-- Begin Text block --

Note that the forward process is independent of the network used to denoise, so technically we could already visualize its effect. At the same time, we can also create a utility function that applies Algorithm 2 (sampling procedure) to generate new images. We do so with two DDPM’s specific utility functions:

def show_forward(ddpm, loader, device):
    # Showing the forward process
    for batch in loader:
        imgs = batch[0]

        show_images(imgs, "Original images")

        for percent in [0.25, 0.5, 0.75, 1]:
            show_images(
                ddpm(imgs.to(device),
                     [int(percent * ddpm.n_steps) - 1 for _ in range(len(imgs))]),
                f"DDPM Noisy images {int(percent * 100)}%"
            )
        break

To generate images, we start with random noise and let t go from T back to 0. At each step, we estimate the noise as eta_theta and apply the denoising function. Finally, extra noise is added as in Langevin dynamics.

def generate_new_images(ddpm, n_samples=16, device=None, frames_per_gif=100, gif_name="sampling.gif", c=1, h=28, w=28):
    """Given a DDPM model, a number of samples to be generated and a device, returns some newly generated samples"""
    frame_idxs = np.linspace(0, ddpm.n_steps, frames_per_gif).astype(np.uint)
    frames = []

    with torch.no_grad():
        if device is None:
            device = ddpm.device

        # Starting from random noise
        x = torch.randn(n_samples, c, h, w).to(device)

        for idx, t in enumerate(list(range(ddpm.n_steps))[::-1]):
            # Estimating noise to be removed
            time_tensor = (torch.ones(n_samples, 1) * t).to(device).long()
            eta_theta = ddpm.backward(x, time_tensor)

            alpha_t = ddpm.alphas[t]
            alpha_t_bar = ddpm.alpha_bars[t]

            # Partially denoising the image
            x = (1 / alpha_t.sqrt()) * (x - (1 - alpha_t) / (1 - alpha_t_bar).sqrt() * eta_theta)

            if t > 0:
                z = torch.randn(n_samples, c, h, w).to(device)

                # Option 1: sigma_t squared = beta_t
                beta_t = ddpm.betas[t]
                sigma_t = beta_t.sqrt()

                # Option 2: sigma_t squared = beta_tilda_t
                # prev_alpha_t_bar = ddpm.alpha_bars[t-1] if t > 0 else ddpm.alphas[0]
                # beta_tilda_t = ((1 - prev_alpha_t_bar)/(1 - alpha_t_bar)) * beta_t
                # sigma_t = beta_tilda_t.sqrt()

                # Adding some more noise like in Langevin Dynamics fashion
                x = x + sigma_t * z

            # Adding frames to the GIF
            if idx in frame_idxs or t == 0:
                # Putting digits in range [0, 255]
                normalized = x.clone()
                for i in range(len(normalized)):
                    normalized[i] -= torch.min(normalized[i])

-- End Text block --
-- Begin Data section --

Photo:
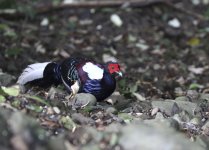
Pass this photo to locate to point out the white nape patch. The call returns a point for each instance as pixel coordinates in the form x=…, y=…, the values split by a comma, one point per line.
x=93, y=71
x=75, y=88
x=32, y=72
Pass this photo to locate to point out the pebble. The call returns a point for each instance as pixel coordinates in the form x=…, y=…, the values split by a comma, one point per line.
x=116, y=20
x=175, y=23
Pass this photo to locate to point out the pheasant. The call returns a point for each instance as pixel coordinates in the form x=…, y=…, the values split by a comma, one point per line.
x=77, y=74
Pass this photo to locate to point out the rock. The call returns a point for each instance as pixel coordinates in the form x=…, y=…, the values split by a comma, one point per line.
x=84, y=99
x=6, y=79
x=106, y=58
x=161, y=121
x=175, y=23
x=118, y=100
x=191, y=108
x=195, y=121
x=182, y=117
x=205, y=128
x=150, y=137
x=182, y=98
x=154, y=111
x=169, y=107
x=81, y=119
x=116, y=20
x=204, y=96
x=193, y=95
x=139, y=96
x=111, y=110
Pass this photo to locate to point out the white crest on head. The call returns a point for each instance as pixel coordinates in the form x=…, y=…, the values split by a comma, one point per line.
x=93, y=71
x=32, y=72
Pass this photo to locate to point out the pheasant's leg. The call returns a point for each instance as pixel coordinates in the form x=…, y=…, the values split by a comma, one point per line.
x=74, y=89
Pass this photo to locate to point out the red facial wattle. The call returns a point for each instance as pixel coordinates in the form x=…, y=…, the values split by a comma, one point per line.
x=113, y=68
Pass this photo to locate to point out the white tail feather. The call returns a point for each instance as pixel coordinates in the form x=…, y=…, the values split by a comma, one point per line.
x=32, y=72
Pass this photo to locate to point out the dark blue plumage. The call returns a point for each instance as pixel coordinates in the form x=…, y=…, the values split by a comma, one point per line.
x=78, y=76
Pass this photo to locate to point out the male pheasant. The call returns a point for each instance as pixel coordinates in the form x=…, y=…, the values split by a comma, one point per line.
x=77, y=74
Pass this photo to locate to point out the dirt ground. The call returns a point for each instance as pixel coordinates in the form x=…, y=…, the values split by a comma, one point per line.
x=163, y=51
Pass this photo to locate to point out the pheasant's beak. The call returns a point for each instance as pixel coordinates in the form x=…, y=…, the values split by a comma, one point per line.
x=120, y=74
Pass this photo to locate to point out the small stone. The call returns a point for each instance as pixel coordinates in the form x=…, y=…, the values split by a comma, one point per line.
x=182, y=98
x=159, y=115
x=6, y=79
x=81, y=119
x=164, y=106
x=116, y=20
x=111, y=110
x=142, y=46
x=154, y=111
x=84, y=99
x=195, y=121
x=175, y=23
x=191, y=108
x=205, y=128
x=44, y=22
x=56, y=110
x=139, y=96
x=106, y=58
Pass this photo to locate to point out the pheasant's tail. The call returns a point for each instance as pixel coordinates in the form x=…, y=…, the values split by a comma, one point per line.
x=42, y=74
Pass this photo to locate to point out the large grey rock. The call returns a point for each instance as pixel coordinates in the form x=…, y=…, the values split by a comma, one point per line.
x=5, y=79
x=149, y=137
x=191, y=108
x=169, y=107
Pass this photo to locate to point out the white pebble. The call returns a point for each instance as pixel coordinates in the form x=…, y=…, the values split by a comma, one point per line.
x=56, y=110
x=175, y=23
x=45, y=22
x=116, y=20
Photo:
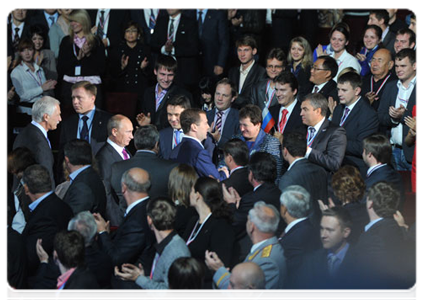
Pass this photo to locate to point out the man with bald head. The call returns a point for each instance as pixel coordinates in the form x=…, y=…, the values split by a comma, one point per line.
x=119, y=130
x=133, y=241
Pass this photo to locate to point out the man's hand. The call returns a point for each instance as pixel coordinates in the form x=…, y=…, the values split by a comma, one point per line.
x=102, y=225
x=213, y=261
x=129, y=272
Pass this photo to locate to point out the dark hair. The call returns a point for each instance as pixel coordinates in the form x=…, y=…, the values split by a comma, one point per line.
x=37, y=179
x=19, y=159
x=167, y=62
x=341, y=214
x=238, y=150
x=162, y=212
x=253, y=112
x=211, y=192
x=78, y=152
x=287, y=78
x=263, y=166
x=380, y=13
x=385, y=199
x=348, y=185
x=146, y=137
x=295, y=143
x=352, y=78
x=190, y=116
x=185, y=277
x=70, y=248
x=379, y=146
x=329, y=63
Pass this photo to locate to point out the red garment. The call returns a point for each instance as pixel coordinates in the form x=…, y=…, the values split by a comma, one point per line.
x=415, y=165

-- End Data section --

### Exercise instructions
[A] According to the DDPM code excerpt, what is the forward process independent of?
[B] Print the DDPM code excerpt from "# Starting from" to "1) * t).to(device).long()".
Work from the DDPM code excerpt alone.

### Replies
[A] The network used to denoise.

[B]
# Starting from random noise
        x = torch.randn(n_samples, c, h, w).to(device)

        for idx, t in enumerate(list(range(ddpm.n_steps))[::-1]):
            # Estimating noise to be removed
            time_tensor = (torch.ones(n_samples, 1) * t).to(device).long()